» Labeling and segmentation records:
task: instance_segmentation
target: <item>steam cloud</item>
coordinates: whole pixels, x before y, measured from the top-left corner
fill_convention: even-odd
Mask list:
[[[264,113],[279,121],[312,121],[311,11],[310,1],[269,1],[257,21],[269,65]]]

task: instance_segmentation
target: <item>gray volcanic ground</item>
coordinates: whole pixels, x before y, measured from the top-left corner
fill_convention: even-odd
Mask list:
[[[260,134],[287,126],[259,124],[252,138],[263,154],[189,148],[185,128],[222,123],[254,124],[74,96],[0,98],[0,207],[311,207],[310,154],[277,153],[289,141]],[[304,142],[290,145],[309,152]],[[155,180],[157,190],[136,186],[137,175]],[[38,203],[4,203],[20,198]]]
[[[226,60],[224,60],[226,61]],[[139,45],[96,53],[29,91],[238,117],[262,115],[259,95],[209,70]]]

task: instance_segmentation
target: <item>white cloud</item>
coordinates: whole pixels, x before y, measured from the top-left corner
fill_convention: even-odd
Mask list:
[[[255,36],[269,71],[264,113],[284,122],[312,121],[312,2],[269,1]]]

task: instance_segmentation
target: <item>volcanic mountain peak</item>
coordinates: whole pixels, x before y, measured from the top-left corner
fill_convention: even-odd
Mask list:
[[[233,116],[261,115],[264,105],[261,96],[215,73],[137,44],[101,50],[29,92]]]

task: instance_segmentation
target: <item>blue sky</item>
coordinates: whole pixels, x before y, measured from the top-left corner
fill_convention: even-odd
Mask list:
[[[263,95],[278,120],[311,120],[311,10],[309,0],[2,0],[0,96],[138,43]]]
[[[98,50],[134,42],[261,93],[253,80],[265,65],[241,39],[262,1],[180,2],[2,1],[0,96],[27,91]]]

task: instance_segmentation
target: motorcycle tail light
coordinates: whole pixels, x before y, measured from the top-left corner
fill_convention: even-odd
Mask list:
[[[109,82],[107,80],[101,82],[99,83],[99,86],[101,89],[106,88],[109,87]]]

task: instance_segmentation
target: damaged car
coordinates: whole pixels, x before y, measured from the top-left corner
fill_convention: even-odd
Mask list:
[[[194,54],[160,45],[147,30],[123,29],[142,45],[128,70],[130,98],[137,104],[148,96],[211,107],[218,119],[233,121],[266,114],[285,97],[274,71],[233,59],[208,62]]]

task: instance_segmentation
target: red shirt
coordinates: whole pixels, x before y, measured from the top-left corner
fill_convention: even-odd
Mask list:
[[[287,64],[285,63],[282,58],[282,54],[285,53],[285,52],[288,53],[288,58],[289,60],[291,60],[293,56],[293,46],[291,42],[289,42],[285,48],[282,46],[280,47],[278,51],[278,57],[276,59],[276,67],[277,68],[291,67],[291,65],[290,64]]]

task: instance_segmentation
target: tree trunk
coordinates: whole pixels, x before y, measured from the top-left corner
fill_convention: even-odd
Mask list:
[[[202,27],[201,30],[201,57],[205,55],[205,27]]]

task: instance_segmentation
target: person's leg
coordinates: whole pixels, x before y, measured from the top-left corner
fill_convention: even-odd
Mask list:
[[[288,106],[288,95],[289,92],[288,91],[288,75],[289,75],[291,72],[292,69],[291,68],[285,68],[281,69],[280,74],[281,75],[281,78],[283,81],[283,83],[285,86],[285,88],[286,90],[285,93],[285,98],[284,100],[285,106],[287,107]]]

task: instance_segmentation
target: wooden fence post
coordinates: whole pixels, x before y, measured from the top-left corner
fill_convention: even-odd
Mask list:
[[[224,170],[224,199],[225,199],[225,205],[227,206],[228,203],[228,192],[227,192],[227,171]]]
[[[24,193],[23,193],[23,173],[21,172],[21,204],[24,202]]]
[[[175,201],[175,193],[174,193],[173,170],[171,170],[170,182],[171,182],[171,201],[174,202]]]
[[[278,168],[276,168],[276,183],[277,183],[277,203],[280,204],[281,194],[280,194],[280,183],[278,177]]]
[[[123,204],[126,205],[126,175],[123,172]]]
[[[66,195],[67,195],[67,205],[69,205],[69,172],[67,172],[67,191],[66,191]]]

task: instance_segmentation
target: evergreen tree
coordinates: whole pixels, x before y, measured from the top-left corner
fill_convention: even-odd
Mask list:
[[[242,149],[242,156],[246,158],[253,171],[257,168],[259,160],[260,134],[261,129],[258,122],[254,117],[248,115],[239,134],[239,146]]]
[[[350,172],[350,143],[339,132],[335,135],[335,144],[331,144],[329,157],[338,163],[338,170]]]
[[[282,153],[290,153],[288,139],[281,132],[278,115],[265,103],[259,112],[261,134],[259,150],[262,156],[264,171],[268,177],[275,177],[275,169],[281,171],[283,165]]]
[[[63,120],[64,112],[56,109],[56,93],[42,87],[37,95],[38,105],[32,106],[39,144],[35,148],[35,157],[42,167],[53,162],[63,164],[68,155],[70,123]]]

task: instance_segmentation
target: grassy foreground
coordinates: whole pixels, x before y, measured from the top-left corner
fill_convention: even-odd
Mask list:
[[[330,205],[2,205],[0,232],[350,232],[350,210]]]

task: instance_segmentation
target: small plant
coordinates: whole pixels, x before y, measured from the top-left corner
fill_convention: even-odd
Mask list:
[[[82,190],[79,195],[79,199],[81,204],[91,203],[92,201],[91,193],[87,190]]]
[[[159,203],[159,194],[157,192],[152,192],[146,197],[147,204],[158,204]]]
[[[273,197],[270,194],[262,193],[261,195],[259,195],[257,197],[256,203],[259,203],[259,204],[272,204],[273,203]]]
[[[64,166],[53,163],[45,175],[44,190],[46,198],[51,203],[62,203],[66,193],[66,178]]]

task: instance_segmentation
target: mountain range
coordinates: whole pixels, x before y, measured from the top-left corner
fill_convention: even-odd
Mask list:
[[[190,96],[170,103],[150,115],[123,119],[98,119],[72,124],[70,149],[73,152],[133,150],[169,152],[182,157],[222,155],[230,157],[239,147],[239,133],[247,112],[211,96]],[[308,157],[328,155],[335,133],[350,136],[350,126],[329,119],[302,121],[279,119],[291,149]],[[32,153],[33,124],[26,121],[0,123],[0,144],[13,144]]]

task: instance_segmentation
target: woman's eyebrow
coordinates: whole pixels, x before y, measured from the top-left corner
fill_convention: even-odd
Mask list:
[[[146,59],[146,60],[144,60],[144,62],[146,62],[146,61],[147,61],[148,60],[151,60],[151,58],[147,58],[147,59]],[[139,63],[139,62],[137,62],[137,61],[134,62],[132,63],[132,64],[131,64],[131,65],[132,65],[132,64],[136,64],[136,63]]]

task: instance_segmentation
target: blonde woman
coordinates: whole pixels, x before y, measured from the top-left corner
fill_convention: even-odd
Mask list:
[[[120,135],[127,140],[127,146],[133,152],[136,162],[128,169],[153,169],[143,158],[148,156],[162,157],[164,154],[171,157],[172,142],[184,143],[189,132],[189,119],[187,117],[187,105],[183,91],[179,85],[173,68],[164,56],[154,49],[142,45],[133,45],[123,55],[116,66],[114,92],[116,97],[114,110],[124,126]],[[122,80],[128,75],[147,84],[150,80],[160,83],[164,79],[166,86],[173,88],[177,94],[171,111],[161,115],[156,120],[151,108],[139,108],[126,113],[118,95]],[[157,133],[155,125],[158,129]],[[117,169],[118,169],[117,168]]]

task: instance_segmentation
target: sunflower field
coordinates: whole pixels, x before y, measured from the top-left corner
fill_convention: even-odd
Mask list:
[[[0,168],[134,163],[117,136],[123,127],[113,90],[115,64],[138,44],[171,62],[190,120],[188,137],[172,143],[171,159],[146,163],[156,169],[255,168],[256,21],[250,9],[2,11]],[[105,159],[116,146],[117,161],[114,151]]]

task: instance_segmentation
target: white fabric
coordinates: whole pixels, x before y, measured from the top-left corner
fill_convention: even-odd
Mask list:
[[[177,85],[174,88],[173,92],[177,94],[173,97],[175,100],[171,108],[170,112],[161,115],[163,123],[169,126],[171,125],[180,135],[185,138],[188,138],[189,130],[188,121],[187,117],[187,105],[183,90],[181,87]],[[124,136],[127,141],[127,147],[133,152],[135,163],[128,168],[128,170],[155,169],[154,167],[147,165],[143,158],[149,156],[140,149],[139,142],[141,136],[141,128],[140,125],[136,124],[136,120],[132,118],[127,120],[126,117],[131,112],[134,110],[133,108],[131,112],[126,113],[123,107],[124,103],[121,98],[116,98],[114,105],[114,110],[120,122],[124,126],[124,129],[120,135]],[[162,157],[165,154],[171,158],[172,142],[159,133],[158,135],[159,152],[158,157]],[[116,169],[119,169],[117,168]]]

» Your goal:
Pull out every line from the rows above that contains the string "mountain", treating uppercase and lowercase as different.

» The completed task:
target: <item>volcanic mountain peak</item>
target: mountain range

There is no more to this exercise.